- _Work required_: In the records below, find the line that contains "the coffee cup", then write out that line and each one after it exactly, up to and including the last.
===== Data for analysis =====
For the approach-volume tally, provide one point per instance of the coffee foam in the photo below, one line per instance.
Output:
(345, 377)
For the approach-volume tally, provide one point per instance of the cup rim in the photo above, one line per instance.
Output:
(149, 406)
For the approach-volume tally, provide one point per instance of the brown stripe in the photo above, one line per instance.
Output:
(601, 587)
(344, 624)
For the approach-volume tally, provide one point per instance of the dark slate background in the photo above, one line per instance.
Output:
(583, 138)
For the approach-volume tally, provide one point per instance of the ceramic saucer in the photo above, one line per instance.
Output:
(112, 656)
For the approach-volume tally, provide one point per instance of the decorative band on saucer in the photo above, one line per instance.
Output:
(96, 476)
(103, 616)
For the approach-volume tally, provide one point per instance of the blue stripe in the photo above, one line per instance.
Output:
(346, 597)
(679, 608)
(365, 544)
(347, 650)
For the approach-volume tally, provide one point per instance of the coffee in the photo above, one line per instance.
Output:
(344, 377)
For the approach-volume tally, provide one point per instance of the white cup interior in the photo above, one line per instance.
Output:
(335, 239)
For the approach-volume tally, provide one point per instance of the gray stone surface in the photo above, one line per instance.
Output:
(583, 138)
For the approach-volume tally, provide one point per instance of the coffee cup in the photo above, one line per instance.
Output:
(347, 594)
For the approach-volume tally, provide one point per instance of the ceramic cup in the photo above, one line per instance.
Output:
=====
- _Solution to the exercise_:
For the approach-volume tally, provide one point per instance of the coffee cup in the photo above, one line per instance.
Output:
(347, 594)
For the approach-volume tally, provide one point per instance of the ceramic cup in the photo above, one line per instance.
Output:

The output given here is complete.